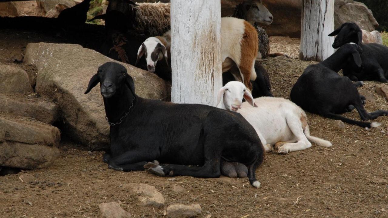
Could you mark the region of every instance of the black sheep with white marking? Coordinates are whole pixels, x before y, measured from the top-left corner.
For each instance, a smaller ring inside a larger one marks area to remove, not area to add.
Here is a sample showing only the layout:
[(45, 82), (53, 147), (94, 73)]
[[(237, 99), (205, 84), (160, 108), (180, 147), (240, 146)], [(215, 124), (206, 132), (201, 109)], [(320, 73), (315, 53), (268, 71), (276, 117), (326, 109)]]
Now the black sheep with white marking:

# # #

* _Exercise brief_
Copy all of the lines above verbatim, omitting the picture.

* _Output below_
Could you mark the region of every instance of the black sheep with white marking? Coordinates are whole pixels, x before y, measured from the top-left corner.
For each instance, a smaller ring inside a larger one marks area to remove, not area to add.
Here is a sample showing only the layout:
[(45, 82), (53, 147), (94, 73)]
[[(237, 99), (205, 84), (160, 108), (180, 147), (240, 146)], [(215, 124), (206, 132), (201, 109)], [(320, 73), (315, 53), (268, 71), (276, 117), (326, 109)]]
Now the black sheep with white marking:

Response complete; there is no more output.